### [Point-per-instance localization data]
+ + + + +
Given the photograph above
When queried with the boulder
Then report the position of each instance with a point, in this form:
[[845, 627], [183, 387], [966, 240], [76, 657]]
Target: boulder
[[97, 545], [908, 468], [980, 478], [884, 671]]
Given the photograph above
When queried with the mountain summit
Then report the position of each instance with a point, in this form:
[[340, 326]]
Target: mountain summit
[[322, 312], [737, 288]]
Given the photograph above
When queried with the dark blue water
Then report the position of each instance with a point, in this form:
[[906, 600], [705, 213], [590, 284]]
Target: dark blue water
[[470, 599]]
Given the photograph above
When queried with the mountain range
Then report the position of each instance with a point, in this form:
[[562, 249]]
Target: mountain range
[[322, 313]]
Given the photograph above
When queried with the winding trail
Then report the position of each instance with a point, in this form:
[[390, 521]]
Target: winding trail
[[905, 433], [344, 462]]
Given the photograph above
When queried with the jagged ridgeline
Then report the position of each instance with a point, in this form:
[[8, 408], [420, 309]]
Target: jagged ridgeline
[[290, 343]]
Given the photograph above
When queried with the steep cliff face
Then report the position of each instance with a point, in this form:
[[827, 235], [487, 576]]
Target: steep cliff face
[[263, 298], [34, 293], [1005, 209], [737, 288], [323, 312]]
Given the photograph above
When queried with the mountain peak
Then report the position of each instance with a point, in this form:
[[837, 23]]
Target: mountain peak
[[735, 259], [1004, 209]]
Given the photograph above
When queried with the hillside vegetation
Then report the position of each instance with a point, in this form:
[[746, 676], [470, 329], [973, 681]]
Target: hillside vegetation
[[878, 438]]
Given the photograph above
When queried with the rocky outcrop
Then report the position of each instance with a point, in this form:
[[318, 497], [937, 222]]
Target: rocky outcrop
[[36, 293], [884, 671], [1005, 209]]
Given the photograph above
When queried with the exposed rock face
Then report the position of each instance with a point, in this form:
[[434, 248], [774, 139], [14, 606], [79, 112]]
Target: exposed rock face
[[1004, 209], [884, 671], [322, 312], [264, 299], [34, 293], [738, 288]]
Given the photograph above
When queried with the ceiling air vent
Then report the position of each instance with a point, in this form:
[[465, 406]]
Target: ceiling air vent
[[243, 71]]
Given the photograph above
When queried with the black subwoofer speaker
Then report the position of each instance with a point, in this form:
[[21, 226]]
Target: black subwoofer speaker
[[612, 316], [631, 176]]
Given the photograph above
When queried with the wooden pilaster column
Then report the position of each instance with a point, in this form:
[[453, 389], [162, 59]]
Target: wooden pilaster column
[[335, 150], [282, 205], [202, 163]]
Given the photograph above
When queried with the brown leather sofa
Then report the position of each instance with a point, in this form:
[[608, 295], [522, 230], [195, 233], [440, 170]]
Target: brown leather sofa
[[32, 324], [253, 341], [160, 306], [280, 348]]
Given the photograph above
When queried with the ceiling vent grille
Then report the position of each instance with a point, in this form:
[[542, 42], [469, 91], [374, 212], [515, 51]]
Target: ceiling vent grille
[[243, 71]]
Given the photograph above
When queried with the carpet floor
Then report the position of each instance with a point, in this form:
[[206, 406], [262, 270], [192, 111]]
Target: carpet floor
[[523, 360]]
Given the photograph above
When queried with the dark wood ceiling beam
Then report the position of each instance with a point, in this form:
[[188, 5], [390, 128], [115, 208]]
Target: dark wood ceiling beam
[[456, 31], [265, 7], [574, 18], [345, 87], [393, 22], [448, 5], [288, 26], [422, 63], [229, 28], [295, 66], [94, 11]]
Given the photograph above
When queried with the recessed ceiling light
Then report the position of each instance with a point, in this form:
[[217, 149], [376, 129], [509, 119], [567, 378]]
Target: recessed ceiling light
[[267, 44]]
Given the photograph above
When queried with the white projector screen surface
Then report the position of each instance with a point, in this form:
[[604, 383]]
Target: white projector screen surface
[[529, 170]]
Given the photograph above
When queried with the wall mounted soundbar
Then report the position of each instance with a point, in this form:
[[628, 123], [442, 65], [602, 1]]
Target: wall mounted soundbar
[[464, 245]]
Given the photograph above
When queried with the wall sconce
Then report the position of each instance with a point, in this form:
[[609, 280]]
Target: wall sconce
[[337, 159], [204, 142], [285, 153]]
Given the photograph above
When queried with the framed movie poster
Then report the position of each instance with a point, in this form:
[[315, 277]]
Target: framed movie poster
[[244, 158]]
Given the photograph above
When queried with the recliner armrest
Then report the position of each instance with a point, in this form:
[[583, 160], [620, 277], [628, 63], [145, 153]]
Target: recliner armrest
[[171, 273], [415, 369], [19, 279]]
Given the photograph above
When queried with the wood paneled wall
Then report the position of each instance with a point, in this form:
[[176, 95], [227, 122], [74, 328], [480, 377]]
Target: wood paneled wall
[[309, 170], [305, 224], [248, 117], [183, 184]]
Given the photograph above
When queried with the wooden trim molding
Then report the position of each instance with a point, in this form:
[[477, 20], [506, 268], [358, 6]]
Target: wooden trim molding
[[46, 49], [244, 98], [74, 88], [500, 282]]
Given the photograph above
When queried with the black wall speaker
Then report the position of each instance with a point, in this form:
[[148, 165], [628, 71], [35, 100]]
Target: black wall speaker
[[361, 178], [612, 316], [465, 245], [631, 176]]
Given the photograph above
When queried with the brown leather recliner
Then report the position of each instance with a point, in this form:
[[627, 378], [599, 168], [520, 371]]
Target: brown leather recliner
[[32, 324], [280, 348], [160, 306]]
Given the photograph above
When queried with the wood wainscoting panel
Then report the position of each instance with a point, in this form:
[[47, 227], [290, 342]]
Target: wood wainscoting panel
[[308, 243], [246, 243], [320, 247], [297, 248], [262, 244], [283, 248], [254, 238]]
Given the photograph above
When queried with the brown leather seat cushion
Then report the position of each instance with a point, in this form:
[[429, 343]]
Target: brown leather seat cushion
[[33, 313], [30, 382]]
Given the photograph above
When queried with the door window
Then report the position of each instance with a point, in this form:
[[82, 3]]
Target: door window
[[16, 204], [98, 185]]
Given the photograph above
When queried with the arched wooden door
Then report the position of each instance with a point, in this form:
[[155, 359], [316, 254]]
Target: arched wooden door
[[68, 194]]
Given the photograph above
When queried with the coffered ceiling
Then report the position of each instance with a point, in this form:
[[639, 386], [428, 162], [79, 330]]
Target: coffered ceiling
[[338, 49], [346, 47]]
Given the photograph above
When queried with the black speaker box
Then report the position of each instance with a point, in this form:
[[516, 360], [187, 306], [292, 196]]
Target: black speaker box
+ + + + +
### [About this task]
What you give back should be exactly the lines of the data above from the line with "Target: wood paneled wall" through the line with "[[477, 20], [506, 268], [358, 6]]", both of those included, and nothing more.

### [Result]
Target: wood paneled wall
[[309, 170], [305, 224], [248, 117], [183, 184]]
Given the photograph above
When queried with the wooden trim molding
Then report the position of each instance with a point, in this form:
[[477, 20], [506, 268], [358, 6]]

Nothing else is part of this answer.